The first step of the code is to import a raster mask that is used to get the location of the points in a referenced grid. The raster mask consists of a GeoTIFF image with pixels of 500x500m in size. The code opens the file and gets relevant parameters. From the image we get an array of x and y values that are located at the centre of each pixel.

# Opening reference GeoTIFF and get relevant parameters
refIm = "input_grid/BEDMAP3_shapefile_processing_Input_extent500x500_crop.tif" 
ds = gdal.Open(refIm)
ar = ds.GetRasterBand(1).ReadAsArray()
gt = ds.GetGeoTransform()
res = gt[1]
xmin = gt[0]
ymax = gt[3]
xsize = ds.RasterXSize
ysize = ds.RasterYSize
ds = None
xstart = xmin + res/2 
ystart = ymax - res/2

# Create array of x and y values at the centre of each pixel
x = np.arange(xstart, xstart + xsize * res, res)
y = np.arange(ystart, ystart -ysize * res, -res )

Create a grid of x and y size that will contain all the values for each point from the bed elevation picks

From the GeoTIFF image, we can create an empty array that will be used to contain the data in each pixel

values = np.empty((xsize,ysize,), dtype = np.dtype(list))

Initiate the different variables

lon_point = [] #longitude points from csv file
lat_point = [] #latitude points from csv file
ice_thickness = [] #ice thickness points from csv file
surfElev = [] #surf elev points from csv file
bedElev = [] #bed elev points from csv file
index = [] #will give index for x and y where there are data in csv file

Open the standardised CSV files

The code reads the standardised csv files using pandas. First, the values of latitude, longitude, ice thickness, bed and surface elevation are saved are extracted from the dataframe and stored in the respective following variables: lat_point, lon_point, ice_thickness, bedElev, surfElev.

To do that, we create a function that will read the data and return the information we need: latitude, longitude, ice thickness, bed and surface elevation. We select only the data where at least ice thickness, bed or surface elevation is not equal to -9999. Indeed, values of -9999 was given where no values exist.

def read_Aerogeophysics(input_file, lon, lat, ice_thickness, surfElev, bedElev):
    "Function to read bed elevation picks data in the standardised format"

================

(Problems to solve)
1 - Please copy the stretch of the bed elevation gridding walkthrough from "Open the standardised" through "no values exist.".
2 - Write what follows the last line of the bed elevation gridding walkthrough.

================

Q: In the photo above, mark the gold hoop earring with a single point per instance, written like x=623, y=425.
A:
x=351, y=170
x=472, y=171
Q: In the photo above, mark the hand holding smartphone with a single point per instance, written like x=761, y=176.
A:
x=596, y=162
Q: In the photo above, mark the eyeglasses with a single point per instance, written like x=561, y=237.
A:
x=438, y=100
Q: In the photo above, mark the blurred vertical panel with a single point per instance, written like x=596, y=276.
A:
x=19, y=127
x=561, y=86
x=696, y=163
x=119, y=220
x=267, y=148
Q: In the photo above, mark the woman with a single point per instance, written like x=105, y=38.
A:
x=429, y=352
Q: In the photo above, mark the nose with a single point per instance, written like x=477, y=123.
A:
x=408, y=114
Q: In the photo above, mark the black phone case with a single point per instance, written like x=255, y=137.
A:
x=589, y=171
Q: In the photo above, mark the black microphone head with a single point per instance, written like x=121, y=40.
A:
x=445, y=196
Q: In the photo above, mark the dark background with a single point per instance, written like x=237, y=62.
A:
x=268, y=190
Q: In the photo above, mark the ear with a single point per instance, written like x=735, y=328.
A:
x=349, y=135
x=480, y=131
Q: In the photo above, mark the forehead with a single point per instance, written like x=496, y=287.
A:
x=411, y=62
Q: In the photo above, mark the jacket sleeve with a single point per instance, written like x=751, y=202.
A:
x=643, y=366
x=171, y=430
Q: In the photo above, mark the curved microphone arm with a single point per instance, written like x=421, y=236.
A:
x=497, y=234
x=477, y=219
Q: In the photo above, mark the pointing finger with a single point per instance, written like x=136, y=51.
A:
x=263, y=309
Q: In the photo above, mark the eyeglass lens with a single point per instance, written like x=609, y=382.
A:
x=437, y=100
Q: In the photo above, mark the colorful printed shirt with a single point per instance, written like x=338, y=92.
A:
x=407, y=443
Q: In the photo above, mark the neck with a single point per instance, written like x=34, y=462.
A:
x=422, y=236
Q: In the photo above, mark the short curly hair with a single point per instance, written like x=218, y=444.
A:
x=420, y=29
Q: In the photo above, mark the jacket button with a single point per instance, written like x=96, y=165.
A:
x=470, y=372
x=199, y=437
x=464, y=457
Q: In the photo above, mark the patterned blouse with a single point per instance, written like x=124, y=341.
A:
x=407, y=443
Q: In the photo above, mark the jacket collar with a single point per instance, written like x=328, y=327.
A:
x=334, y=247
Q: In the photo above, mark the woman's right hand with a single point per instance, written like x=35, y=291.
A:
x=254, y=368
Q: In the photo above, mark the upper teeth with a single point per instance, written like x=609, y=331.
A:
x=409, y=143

================

(Set of answers)
1 -
Open the standardised CSV files

The code reads the standardised csv files using pandas. First, the values of latitude, longitude, ice thickness, bed and surface elevation are saved are extracted from the dataframe and stored in the respective following variables: lat_point, lon_point, ice_thickness, bedElev, surfElev.

To do that, we create a function that will read the data and return the information we need: latitude, longitude, ice thickness, bed and surface elevation. We select only the data where at least ice thickness, bed or surface elevation is not equal to -9999. Indeed, values of -9999 was given where no values exist.

2 -
    print('file name: %s' %input_file) #print filename of file processed   
    data = pd.read_csv(input_file, skiprows=18) #open input file 
    Lat_i= [variable for variable in data.columns.tolist() if (variable.startswith('latitude'))][0] #latitude WGS84 data
    Lon_i = [variable for variable in data.columns.tolist() if (variable.startswith('longitude'))][0] #Longitude WGS84 data
    ice_i = [variable for variable in data.columns.tolist() if (variable.startswith('land_ice'))][0] #ice thickness WGS84 data
    surf_i = [variable for variable in data.columns.tolist() if (variable.startswith('surface'))][0] #surf elev WGS84 data
    bed_i = [variable for variable in data.columns.tolist() if (variable.startswith('bed'))][0] #bed elev WGS84 data
    for i in range(1, len(data)): #To select only data with ice thickness, bed or surface elevation values
        if data[ice_i][i] > -9000 or data[surf_i][i] > -9000 or data[bed_i][i] > -9000:
            ice_thickness.append(float(data[ice_i][i]))
            surfElev.append(float(data[surf_i][i]))
            bedElev.append(float(data[bed_i][i]))
            lon.append(float(data[Lon_i][i]))
            lat.append(float(data[Lat_i][i]))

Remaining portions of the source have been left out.